▶ **TEXT PROVIDED**
• Home
  • Category: boto3

Diciphering the arcane aws price list API

AWS released their price list API around 4 years ago, yet, it seems so esoteric in nature. With the SKU values, product codes, and 100 variants of the same product, it isn’t exactly easy to use. As my company deals with AWS cost optimization the price list API is quite imperative for us to understand.

Personally for me, and as I read online for a lot of others too, the API just seems to have too much going on with it for people to use it easily and effectively. For starters, the output is absolute JSON hell. Despite all this, the API comes quite handy when used correctly.

Say you’re a data scientist who wants to know the cost incurred by all the EC2 instances in your EMR cluster, or you’re a DevOps engineer who wants a ballpark figure of all the EC2 instances being provisioned by your development team, this API is a handy addition to your toolkit.

Initially, I tried looking up some examples on how to use the API and I stumbled upon this pricing module written by Lyft, but it wasn’t all that helpful.  After tinkering around with the API for about two weeks I realized how much time I could have saved had I known a more systematic way to get the prices. Since I didn’t find any content online of much use, I thought I’d write a post about it in hopes that it would help someone else.

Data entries
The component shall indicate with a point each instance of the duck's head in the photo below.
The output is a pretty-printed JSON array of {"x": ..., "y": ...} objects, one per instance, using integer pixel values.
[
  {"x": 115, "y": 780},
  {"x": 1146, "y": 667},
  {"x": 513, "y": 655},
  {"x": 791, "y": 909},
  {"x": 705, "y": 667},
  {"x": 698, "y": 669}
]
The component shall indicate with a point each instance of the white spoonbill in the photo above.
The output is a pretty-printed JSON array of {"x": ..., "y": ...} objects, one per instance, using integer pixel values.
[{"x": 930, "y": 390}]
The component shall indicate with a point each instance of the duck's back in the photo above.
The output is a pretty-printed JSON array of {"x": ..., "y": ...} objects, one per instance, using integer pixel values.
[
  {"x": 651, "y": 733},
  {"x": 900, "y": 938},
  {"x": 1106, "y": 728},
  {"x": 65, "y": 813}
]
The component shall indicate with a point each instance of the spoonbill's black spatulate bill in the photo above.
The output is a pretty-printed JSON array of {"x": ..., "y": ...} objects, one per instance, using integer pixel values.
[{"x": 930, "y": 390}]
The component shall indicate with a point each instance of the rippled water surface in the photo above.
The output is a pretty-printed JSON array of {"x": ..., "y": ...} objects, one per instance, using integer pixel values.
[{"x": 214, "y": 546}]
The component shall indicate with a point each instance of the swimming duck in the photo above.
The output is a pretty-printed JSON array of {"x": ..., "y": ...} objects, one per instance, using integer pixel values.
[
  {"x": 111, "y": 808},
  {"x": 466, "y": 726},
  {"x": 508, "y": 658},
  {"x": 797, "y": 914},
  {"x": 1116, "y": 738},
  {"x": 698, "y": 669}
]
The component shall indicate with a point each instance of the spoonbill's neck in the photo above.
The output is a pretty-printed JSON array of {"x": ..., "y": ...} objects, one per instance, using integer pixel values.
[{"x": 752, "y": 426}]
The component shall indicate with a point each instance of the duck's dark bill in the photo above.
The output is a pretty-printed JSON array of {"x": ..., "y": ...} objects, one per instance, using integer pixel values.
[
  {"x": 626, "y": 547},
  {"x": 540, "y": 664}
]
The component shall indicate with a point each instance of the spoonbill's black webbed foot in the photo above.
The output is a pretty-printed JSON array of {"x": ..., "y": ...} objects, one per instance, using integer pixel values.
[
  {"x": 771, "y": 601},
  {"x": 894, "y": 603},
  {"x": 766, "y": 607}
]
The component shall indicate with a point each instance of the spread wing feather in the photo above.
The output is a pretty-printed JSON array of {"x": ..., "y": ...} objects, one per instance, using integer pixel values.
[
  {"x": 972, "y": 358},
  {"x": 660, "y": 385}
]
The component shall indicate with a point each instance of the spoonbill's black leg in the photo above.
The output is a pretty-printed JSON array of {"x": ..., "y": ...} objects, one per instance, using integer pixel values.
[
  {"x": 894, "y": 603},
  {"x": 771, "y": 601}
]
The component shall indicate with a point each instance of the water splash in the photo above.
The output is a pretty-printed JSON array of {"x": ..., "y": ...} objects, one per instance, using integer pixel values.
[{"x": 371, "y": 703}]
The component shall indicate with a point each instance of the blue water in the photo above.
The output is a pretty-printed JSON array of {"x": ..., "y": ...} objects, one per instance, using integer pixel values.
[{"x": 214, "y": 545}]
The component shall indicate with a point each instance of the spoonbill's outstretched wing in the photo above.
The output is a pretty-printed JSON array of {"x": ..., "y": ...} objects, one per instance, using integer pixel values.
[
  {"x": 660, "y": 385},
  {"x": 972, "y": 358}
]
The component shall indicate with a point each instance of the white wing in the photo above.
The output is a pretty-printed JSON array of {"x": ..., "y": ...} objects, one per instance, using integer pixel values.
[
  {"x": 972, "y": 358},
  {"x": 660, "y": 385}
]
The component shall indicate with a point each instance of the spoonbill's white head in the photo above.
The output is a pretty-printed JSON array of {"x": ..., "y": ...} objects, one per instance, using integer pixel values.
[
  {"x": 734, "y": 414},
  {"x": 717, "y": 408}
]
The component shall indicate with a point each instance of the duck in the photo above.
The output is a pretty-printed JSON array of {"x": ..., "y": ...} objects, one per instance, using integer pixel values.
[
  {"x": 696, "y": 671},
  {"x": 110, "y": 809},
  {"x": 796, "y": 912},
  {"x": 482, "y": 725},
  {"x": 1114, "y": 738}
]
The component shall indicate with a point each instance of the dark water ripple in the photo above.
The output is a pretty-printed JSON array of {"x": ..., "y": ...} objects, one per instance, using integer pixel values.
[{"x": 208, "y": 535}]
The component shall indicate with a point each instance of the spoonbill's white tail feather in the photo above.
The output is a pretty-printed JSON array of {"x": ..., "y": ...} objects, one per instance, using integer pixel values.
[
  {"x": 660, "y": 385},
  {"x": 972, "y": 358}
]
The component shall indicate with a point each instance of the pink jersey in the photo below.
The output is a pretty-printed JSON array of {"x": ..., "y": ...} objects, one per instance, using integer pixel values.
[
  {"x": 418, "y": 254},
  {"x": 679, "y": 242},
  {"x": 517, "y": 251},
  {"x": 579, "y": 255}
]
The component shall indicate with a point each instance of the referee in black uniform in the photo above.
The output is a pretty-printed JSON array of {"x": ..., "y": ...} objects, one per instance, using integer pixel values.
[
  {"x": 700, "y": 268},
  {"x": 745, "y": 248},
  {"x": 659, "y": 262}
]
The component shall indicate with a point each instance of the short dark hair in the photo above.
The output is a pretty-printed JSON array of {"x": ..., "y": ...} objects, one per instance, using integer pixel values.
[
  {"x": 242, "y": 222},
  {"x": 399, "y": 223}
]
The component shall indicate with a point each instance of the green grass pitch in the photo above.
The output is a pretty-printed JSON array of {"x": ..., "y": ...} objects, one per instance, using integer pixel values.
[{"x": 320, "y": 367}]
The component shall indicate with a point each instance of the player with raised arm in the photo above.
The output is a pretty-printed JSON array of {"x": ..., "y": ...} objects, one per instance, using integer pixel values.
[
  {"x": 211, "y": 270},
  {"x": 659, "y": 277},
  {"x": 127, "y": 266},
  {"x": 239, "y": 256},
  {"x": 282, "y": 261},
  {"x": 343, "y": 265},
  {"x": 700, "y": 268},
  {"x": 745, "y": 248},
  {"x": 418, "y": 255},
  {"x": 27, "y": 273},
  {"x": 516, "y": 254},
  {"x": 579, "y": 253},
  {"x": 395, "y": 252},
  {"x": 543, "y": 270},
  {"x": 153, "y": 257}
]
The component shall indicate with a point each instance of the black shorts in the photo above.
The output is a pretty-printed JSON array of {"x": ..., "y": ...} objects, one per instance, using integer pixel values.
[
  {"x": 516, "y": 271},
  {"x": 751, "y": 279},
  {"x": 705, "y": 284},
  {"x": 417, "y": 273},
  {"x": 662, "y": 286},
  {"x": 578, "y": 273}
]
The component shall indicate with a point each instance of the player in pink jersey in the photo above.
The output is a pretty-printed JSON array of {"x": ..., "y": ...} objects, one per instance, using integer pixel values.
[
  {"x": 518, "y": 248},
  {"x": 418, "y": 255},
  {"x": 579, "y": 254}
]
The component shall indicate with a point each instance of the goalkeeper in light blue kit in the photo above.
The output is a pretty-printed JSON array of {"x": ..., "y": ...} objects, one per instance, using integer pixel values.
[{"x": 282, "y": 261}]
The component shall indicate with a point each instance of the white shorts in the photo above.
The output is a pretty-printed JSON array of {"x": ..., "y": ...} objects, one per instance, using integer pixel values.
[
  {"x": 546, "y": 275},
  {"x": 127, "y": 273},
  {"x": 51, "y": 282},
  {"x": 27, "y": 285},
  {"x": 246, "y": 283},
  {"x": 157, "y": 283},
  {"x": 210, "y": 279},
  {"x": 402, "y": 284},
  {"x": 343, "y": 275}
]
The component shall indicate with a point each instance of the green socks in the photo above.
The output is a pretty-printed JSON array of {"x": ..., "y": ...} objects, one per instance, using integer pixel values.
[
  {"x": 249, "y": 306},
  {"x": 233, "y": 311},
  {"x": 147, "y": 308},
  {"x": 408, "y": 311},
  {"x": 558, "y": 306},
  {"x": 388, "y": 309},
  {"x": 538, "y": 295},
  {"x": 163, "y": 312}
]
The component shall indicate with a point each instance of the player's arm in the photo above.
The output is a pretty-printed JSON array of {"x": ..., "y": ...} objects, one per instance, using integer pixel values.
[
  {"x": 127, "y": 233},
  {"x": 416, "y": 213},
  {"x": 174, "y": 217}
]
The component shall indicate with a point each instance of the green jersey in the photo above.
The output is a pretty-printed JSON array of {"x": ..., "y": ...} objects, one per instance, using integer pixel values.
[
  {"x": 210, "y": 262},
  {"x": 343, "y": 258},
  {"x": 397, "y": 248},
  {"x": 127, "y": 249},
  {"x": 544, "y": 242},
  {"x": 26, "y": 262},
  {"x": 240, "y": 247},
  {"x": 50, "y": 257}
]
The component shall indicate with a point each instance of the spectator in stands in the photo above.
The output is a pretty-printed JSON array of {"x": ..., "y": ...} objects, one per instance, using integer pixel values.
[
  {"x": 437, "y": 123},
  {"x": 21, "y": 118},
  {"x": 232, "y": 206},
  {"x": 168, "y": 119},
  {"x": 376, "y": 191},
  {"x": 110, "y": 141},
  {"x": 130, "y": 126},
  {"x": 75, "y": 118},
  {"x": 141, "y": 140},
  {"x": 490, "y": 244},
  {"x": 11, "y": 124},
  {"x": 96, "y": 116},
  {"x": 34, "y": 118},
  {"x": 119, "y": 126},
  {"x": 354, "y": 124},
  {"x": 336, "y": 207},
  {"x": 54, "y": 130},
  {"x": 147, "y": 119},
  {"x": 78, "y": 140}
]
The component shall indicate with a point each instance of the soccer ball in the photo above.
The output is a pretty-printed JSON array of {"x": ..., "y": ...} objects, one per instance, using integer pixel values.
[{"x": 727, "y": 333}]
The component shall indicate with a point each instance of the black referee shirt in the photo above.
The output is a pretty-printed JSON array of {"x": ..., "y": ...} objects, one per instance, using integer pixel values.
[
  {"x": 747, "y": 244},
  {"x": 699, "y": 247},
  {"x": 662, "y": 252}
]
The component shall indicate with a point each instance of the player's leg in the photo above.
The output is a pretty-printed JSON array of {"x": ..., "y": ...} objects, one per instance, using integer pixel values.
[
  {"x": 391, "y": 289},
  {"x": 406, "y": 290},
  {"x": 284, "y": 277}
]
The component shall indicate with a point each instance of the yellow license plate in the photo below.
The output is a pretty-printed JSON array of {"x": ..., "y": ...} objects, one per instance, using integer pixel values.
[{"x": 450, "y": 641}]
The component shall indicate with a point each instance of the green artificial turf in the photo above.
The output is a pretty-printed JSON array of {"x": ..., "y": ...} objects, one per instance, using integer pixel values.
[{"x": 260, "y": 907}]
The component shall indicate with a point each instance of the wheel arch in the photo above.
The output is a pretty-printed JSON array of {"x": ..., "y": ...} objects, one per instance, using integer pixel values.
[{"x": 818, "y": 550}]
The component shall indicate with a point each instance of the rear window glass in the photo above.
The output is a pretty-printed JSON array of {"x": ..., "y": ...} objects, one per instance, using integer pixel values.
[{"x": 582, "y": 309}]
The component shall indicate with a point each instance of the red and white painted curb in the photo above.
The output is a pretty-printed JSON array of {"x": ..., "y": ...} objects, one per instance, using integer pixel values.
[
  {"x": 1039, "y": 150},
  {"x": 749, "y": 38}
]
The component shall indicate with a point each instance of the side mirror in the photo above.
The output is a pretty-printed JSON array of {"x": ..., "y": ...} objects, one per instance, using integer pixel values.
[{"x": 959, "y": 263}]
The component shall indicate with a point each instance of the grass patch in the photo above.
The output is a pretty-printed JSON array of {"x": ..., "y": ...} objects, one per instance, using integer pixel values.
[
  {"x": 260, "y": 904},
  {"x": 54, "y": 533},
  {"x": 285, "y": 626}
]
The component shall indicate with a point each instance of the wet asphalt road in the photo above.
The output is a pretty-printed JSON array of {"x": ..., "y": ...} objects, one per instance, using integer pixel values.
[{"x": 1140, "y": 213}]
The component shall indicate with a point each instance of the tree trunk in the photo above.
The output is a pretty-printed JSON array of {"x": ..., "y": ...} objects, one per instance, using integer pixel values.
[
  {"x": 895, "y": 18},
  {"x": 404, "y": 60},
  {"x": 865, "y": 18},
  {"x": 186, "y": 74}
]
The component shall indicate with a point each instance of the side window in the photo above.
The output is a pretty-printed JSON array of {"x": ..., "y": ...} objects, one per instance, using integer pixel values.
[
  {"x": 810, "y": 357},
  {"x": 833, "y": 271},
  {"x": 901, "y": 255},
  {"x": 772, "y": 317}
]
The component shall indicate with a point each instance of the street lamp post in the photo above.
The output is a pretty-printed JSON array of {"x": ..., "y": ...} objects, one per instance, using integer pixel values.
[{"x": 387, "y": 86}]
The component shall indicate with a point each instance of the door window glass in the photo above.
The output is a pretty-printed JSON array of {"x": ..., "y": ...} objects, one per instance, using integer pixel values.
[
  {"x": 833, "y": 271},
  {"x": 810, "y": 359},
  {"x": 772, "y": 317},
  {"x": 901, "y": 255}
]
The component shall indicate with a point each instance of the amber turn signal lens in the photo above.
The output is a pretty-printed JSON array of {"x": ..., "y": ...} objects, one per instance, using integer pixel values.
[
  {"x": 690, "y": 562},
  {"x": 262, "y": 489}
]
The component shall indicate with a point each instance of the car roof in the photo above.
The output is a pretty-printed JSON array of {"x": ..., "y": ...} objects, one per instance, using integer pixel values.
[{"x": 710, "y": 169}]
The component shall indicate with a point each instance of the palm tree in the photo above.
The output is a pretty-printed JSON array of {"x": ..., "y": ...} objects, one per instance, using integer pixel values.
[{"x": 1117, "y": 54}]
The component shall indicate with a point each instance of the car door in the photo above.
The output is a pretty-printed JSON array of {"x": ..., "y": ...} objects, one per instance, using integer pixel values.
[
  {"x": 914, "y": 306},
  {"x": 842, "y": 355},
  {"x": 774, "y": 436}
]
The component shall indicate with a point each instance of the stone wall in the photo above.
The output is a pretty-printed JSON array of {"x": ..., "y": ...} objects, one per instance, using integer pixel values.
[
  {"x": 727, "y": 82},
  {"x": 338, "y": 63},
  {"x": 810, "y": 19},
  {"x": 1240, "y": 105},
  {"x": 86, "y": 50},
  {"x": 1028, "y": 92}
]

▶ **TASKS TO COMPLETE**
1) Write out the post about the AWS price list API from "Diciphering the arcane" to "to your toolkit.", replacing "API" with "service" wherever it appears.
2) Find every line in the records that contains the word "feather", and copy each of those lines.

▶ **TASK-BY-TASK OUTPUTS**
1)
Diciphering the arcane aws price list service

AWS released their price list service around 4 years ago, yet, it seems so esoteric in nature. With the SKU values, product codes, and 100 variants of the same product, it isn’t exactly easy to use. As my company deals with AWS cost optimization the price list service is quite imperative for us to understand.

Personally for me, and as I read online for a lot of others too, the service just seems to have too much going on with it for people to use it easily and effectively. For starters, the output is absolute JSON hell. Despite all this, the service comes quite handy when used correctly.

Say you’re a data scientist who wants to know the cost incurred by all the EC2 instances in your EMR cluster, or you’re a DevOps engineer who wants a ballpark figure of all the EC2 instances being provisioned by your development team, this service is a handy addition to your toolkit.

2)
The component shall indicate with a point each instance of the spread wing feather in the photo above.
The component shall indicate with a point each instance of the spoonbill's white tail feather in the photo above.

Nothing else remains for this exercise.